[BEGIN Data records]

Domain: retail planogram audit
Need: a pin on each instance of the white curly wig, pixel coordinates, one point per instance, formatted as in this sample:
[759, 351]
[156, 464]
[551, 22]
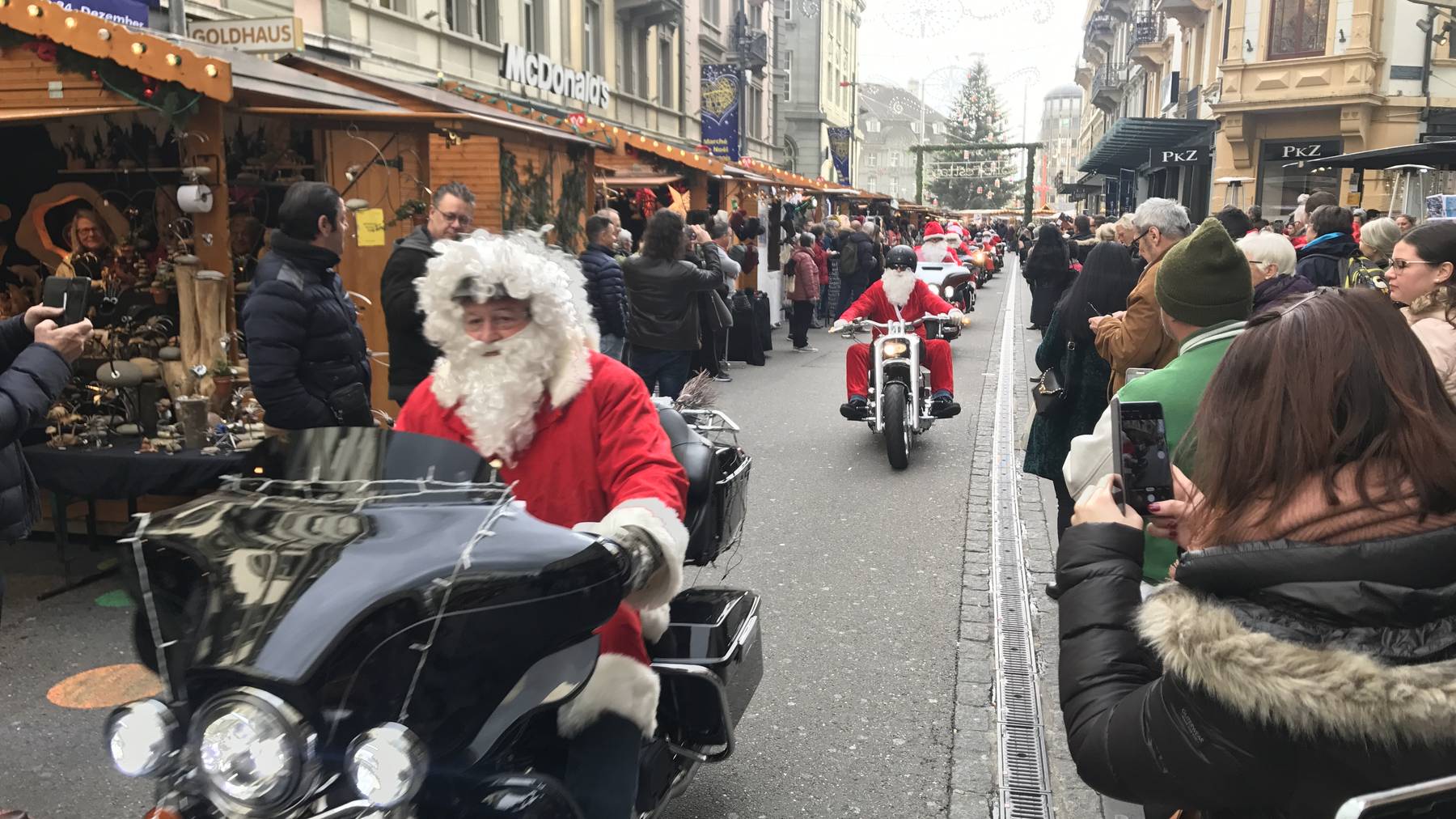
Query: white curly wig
[518, 265]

[END Data records]

Reproduce every line of the listing above, requests included, shifting each pixel coordinate in the answers by adding 149 to it. Omit the pictures from your reproduction.

▸ **Output of the task**:
Domain: retail planogram audit
Need: a pin on each instance of the white curly wig, pixel coordinates, one point per instance, formatted as in this sample:
[759, 351]
[156, 464]
[551, 22]
Query: white curly wig
[667, 414]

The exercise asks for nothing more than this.